_The problem_:
Duplicate each of the following entries line for line, without altering anything.

(Entries contained in a dataset)
[START]
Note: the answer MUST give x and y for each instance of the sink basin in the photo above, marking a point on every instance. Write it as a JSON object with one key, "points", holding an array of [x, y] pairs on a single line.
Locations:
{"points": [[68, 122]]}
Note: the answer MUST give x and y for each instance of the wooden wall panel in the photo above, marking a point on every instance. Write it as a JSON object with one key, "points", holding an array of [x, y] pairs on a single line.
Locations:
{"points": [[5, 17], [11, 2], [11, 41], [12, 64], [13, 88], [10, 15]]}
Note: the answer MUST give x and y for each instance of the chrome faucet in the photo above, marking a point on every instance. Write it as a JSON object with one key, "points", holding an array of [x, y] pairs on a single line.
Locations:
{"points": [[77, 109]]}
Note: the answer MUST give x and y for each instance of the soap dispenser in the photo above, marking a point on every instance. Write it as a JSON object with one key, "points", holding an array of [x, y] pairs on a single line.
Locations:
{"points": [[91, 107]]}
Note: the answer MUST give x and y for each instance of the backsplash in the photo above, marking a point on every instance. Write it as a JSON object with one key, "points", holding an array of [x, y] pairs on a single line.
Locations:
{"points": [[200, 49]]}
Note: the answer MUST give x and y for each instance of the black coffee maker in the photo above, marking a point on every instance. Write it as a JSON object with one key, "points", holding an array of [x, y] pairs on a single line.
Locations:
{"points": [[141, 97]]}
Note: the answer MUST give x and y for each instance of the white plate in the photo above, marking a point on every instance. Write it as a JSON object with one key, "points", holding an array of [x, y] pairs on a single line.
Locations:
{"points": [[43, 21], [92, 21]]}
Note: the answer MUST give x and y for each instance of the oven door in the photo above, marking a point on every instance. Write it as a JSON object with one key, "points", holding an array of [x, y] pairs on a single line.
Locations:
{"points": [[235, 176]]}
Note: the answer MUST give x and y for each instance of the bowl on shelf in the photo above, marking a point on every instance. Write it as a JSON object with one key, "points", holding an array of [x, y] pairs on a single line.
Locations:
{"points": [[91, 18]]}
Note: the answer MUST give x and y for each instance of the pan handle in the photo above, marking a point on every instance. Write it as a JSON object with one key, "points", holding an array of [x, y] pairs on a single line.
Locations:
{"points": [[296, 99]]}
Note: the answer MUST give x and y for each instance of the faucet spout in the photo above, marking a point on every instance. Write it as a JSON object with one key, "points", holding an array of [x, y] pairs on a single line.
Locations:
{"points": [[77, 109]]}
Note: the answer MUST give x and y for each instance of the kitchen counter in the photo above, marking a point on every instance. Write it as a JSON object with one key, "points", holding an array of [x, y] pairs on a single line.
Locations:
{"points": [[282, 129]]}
[END]
_Result of the task_:
Note: the answer MUST give x and y for each instance of the sink basin in the photo above, marking a point on every instance. Write it as a JSON object with one key, "points", holding an array of [x, y] pairs on a single line.
Locations:
{"points": [[68, 122]]}
Note: the answer MUST give x and y for each instance of the wooden wall panel in the photo above, marking a point on every instance. Write it as a JSON object with one key, "points", holding an array of [x, y] pairs on a single line.
Locations:
{"points": [[5, 17], [11, 2], [11, 41], [12, 64], [13, 88], [10, 15]]}
Note: the answer MUST give x and y for each instance of the chrome faucet in the photo above, marking a point on every instance. Write it as a JSON object with one key, "points", holding an array of [x, y] pairs on a single line.
Locations:
{"points": [[77, 109]]}
Note: the answer MUST give x and y for each instance of the soap dispenser in the photo above, marking a point on every instance. Write it as a JSON object with one key, "points", holding an array of [x, y] pairs on a single line.
Locations:
{"points": [[91, 107]]}
Note: the answer MUST give x and y for each instance of the backsplash in the photo above, marking a point on every instance. Write it as a JSON object with one key, "points", holding an array of [x, y] pairs on a single line.
Locations:
{"points": [[200, 49]]}
Note: the answer MUST give x and y for each instance of the black coffee maker in the photo above, marking a point on every instance. Write it as a JSON object with one key, "points", holding an array of [x, y] pairs on a single line.
Locations:
{"points": [[141, 97]]}
Note: the answer MUST give x and y for each instance of the white plate in the photo above, marking a point on every instance. Write it as a JSON object with one key, "points", holding an array of [x, y] pairs on a single line.
Locations:
{"points": [[43, 21], [92, 21]]}
Note: the answer MUST give x and y for each instance of the oven door in the photo above, marking a point on every instance. Write it as a JSON object with one key, "points", holding an array of [x, y] pairs on a single line.
Locations:
{"points": [[235, 176]]}
Note: the answer MUST give x and y for each instance of the bowl on shelf in the photo above, marking a point on every instance. Write it as a JSON object with one key, "points", holding an array of [x, y] pairs on a single line.
Locations:
{"points": [[91, 18]]}
Note: the answer MUST give x and y for each instance of the pan handle in the photo above, marking a point on every instance. Write it as a JSON object with one key, "points", holding an array of [x, y] pairs on a single line.
Locations:
{"points": [[296, 99]]}
Note: the answer MUST give x and y for each instance of the faucet spout in the photo above, marking a point on every instance. Write it as a JSON object with one key, "points", holding an array of [x, y] pairs on a single line.
Locations:
{"points": [[77, 109]]}
Note: the answer MUST give x and y for each instance of the kitchen counter in the photo above, marking a point on every instance. Write it as a JSON object with one key, "points", holding an array of [x, y] pairs on a single line.
Locations:
{"points": [[282, 129]]}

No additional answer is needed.